Raw records:
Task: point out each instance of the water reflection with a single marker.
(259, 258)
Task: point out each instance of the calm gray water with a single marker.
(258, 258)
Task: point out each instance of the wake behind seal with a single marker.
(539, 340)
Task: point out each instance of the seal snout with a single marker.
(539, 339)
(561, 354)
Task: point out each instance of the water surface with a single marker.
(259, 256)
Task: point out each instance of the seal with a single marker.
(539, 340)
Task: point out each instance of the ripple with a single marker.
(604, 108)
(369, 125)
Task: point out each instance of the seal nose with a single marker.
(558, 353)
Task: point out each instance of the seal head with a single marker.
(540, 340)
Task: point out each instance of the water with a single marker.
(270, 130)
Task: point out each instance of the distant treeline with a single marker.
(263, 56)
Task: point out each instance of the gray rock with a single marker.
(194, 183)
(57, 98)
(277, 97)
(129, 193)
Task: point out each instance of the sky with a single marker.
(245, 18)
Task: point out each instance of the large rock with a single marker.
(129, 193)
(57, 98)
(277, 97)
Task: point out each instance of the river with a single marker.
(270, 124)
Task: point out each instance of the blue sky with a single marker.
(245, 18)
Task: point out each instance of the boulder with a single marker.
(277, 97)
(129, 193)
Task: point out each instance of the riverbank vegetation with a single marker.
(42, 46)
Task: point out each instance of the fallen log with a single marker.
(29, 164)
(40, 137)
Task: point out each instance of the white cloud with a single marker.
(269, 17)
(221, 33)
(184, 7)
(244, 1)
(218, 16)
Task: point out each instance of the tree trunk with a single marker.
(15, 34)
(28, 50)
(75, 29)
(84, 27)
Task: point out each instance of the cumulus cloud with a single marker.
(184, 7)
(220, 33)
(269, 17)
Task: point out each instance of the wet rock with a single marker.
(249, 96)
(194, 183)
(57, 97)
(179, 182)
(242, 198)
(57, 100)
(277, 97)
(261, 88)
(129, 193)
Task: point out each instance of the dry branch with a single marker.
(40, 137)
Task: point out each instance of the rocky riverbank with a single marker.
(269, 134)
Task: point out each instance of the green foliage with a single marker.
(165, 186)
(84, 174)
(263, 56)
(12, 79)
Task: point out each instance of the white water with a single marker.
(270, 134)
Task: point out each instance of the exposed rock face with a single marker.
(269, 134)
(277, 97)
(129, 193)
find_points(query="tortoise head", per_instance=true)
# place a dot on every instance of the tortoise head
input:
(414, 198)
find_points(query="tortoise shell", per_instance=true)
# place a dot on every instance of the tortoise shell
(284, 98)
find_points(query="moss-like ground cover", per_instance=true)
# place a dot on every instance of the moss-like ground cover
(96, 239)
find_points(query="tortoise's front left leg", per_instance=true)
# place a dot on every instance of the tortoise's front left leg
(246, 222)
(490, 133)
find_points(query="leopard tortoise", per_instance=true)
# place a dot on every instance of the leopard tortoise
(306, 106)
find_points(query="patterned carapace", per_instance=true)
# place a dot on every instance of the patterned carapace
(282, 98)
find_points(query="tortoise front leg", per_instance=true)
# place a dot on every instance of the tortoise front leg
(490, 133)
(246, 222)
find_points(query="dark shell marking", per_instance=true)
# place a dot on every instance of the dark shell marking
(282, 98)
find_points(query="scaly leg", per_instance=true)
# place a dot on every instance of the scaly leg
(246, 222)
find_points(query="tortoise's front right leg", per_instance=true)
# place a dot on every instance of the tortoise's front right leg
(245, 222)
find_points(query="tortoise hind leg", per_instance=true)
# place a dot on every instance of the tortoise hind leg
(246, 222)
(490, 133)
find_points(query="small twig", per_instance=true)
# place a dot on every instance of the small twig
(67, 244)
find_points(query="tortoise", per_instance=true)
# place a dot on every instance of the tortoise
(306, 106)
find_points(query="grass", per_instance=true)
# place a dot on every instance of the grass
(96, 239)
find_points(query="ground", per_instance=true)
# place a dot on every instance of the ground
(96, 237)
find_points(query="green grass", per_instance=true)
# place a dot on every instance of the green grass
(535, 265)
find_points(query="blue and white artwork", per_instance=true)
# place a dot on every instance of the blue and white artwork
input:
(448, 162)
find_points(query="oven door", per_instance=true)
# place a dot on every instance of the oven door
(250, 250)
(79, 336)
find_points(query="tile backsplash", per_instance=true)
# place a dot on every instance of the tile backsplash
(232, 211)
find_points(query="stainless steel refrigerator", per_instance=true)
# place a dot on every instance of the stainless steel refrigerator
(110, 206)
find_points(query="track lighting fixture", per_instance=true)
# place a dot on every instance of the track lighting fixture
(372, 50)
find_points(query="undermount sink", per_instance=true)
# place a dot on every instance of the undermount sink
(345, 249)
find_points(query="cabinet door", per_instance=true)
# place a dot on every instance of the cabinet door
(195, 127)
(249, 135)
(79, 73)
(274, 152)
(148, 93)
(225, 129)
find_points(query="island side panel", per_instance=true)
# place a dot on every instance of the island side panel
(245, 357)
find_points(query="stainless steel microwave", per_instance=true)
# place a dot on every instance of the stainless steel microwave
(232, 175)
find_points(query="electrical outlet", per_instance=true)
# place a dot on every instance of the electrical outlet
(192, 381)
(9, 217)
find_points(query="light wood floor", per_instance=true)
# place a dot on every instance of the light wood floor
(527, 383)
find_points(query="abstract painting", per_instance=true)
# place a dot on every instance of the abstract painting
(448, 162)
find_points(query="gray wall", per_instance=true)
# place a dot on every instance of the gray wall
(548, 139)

§ **Your instructions**:
Print the listing above in full, exactly as it is.

§ **Reply to the exercise**:
Task: point out each instance of the water reflection with a single marker.
(259, 258)
Task: point out each instance of the calm gray water with a single marker.
(258, 258)
Task: point out each instance of the wake behind seal with a single marker.
(539, 340)
Task: point out each instance of the seal snout with a single marker.
(539, 339)
(561, 354)
Task: point out each instance of the water surface with a single marker.
(259, 256)
Task: point out each instance of the seal with a single marker.
(539, 340)
Task: point out each instance of the ripple with a single marker.
(604, 108)
(369, 125)
Task: point out each instance of the seal nose with a single marker.
(558, 353)
Task: point out each instance of the seal head with a single marker.
(540, 340)
Task: point out each instance of the water with a single marker.
(270, 130)
Task: point out each instance of the distant treeline with a single marker.
(263, 56)
Task: point out each instance of the gray rock with a single marker.
(194, 183)
(57, 98)
(277, 97)
(129, 193)
Task: point out each instance of the sky with a single marker.
(245, 18)
Task: point out each instance of the large rock with a single marker.
(129, 193)
(57, 98)
(277, 97)
Task: point out each instance of the river with a single marker.
(270, 124)
Task: point out each instance of the blue sky with a single marker.
(245, 18)
Task: point out each instance of the boulder with a single marker.
(277, 97)
(129, 193)
Task: point out each instance of the riverbank vegetation with a single marker.
(42, 46)
Task: point out each instance of the fallen log with a single marker.
(29, 164)
(40, 137)
Task: point out each instance of the white cloud with a single marker.
(269, 17)
(221, 33)
(184, 7)
(244, 1)
(218, 16)
Task: point out each instance of the tree trunk with a single marker.
(15, 34)
(28, 50)
(75, 29)
(84, 27)
Task: point out each instance of the cumulus cloud with a single marker.
(184, 7)
(220, 33)
(269, 17)
Task: point out each instance of the wet rock with a single marker.
(249, 96)
(194, 183)
(57, 97)
(179, 182)
(242, 198)
(57, 100)
(277, 97)
(261, 88)
(129, 193)
Task: point out each instance of the dry branch with a single marker.
(40, 137)
Task: point out each instance of the rocky riverbank with a single marker.
(269, 134)
Task: point out each instance of the green foliage with a single marker.
(165, 186)
(84, 174)
(263, 56)
(12, 79)
Task: point out each instance of the white water with a single marker.
(270, 134)
Task: point out each instance of the exposed rock face with a single marker.
(269, 134)
(277, 97)
(129, 193)
find_points(query="tortoise head", per_instance=true)
# place a dot on every instance of the tortoise head
input:
(414, 198)
find_points(query="tortoise shell", per_instance=true)
# place a dot on every instance of the tortoise shell
(284, 98)
find_points(query="moss-like ground cover", per_instance=true)
# place a dot on every instance of the moss-like ground cover
(96, 239)
find_points(query="tortoise's front left leg", per_instance=true)
# place a dot on every instance of the tortoise's front left leg
(246, 222)
(490, 133)
find_points(query="leopard tortoise", per_instance=true)
# place a dot on every instance of the leopard tortoise
(306, 106)
find_points(query="patterned carapace", per_instance=true)
# place a dot on every instance of the patterned carapace
(282, 98)
find_points(query="tortoise front leg", per_instance=true)
# place a dot on every instance of the tortoise front leg
(490, 133)
(246, 222)
find_points(query="dark shell marking", per_instance=true)
# place a dot on every instance of the dark shell marking
(282, 98)
find_points(query="scaly leg", per_instance=true)
# place a dot on every instance of the scaly leg
(246, 222)
find_points(query="tortoise's front right leg", per_instance=true)
# place a dot on every instance of the tortoise's front right leg
(245, 222)
find_points(query="tortoise hind leg", per_instance=true)
# place a dot on every instance of the tortoise hind leg
(246, 222)
(490, 133)
find_points(query="small twig", per_instance=true)
# place a dot on every instance of the small twig
(67, 244)
find_points(query="tortoise", per_instance=true)
# place a dot on every instance of the tortoise
(306, 106)
find_points(query="grass", per_instance=true)
# place a dot on every instance of the grass
(96, 239)
find_points(query="ground", per_instance=true)
# place a dot on every instance of the ground
(96, 237)
find_points(query="green grass", per_instance=true)
# place a dot on every instance of the green grass
(535, 265)
find_points(query="blue and white artwork", per_instance=true)
# place a dot on every instance of the blue and white artwork
input:
(448, 162)
find_points(query="oven door", per_instance=true)
# place a dot on every instance of the oven door
(250, 250)
(79, 336)
find_points(query="tile backsplash", per_instance=true)
# place a dot on every instance of the tile backsplash
(232, 211)
find_points(query="stainless steel refrigerator", per_instance=true)
# place a dot on every instance of the stainless steel refrigerator
(110, 206)
find_points(query="track lighting fixture", per_instance=true)
# place a dot on every instance of the track lighting fixture
(372, 50)
find_points(query="undermount sink", per_instance=true)
# place a dot on every instance of the undermount sink
(345, 249)
find_points(query="cabinet door", per_instance=true)
# place a dot on every instance of the cabinet door
(195, 127)
(249, 135)
(79, 73)
(274, 152)
(148, 93)
(225, 129)
find_points(query="island side panel", per_instance=true)
# place a dot on every instance of the island side panel
(245, 357)
find_points(query="stainless steel microwave", per_instance=true)
# place a dot on every instance of the stainless steel microwave
(232, 175)
find_points(query="electrical outlet", per_instance=true)
# place a dot on every instance of the electrical outlet
(192, 381)
(9, 217)
find_points(query="light wood floor", per_instance=true)
# place a dot on every instance of the light wood floor
(527, 383)
find_points(query="abstract painting", per_instance=true)
# place a dot on every instance of the abstract painting
(448, 162)
find_points(query="gray wall", per_instance=true)
# place a dot on every instance of the gray wall
(548, 139)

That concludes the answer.